■ TASK 1
Copy the listing word for word, from the line containing "Teacher note: please indicate the tree in" through the end of the listing.

Start of SELECTED TEXT

# Bobber with a brain.



## buckeyelake08 (Apr 26, 2008)

Has anyone seen these? Do they really work. Anyone own one and want to shed some insight, I just ordered some. Go to GOOGLE or YOUTUBE or just go to bobberwithabrain.com..


Thank you,

BL08


----------



## MuskieJim (Apr 11, 2007)

Just checked it out....seems pretty cool. I'd like to try one out sometime. Let me know how they work out for ya.


----------



## OSU_Fisherman (Mar 1, 2007)

Looks like a pretty cool invention. Let us know how they work for you.


----------



## buckeyelake08 (Apr 26, 2008)

I will definitely let you know how they work, The cool thing is you rig it to your specifications. I love just fishing a nightcrawler with a bobber, I guess this way will give me a different way to fish.


----------



## SHA (May 5, 2008)

Iv'e used the bobber with a brain for a few years. Yes they do work, have cought many walleye with this bobber. Cool deal


----------



## SHA (May 5, 2008)

I have used the "bobber with a brain" for many years. I can tell you that I have cought many walleye useing this bobber. It puts the bait just off bottom when at rest like described. I"d give it a thumbs up.


----------

End of SELECTED TEXT
Start of DATASET ENTRIES

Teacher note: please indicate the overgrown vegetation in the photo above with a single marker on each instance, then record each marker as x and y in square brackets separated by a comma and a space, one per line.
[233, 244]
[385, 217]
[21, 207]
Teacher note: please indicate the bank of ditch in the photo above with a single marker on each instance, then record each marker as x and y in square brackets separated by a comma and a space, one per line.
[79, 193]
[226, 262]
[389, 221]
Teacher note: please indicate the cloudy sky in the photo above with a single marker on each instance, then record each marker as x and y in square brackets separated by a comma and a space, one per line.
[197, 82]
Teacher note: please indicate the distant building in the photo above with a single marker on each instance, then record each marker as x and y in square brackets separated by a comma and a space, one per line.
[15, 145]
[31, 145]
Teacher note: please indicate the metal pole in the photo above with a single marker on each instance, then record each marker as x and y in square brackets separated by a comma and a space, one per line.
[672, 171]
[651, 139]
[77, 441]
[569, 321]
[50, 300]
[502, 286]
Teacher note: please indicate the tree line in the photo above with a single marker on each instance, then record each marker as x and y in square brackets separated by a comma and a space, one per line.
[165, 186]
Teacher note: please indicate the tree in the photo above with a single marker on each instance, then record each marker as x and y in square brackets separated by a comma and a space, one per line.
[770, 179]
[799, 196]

End of DATASET ENTRIES

■ TASK 2
Name each distinct username that posts in the bobber thread, listing each one once.

■ CORRECT RESPONSE 1
Teacher note: please indicate the tree in the photo above with a single marker on each instance, then record each marker as x and y in square brackets separated by a comma and a space, one per line.
[770, 179]
[799, 196]

■ CORRECT RESPONSE 2
buckeyelake08
MuskieJim
OSU_Fisherman
SHA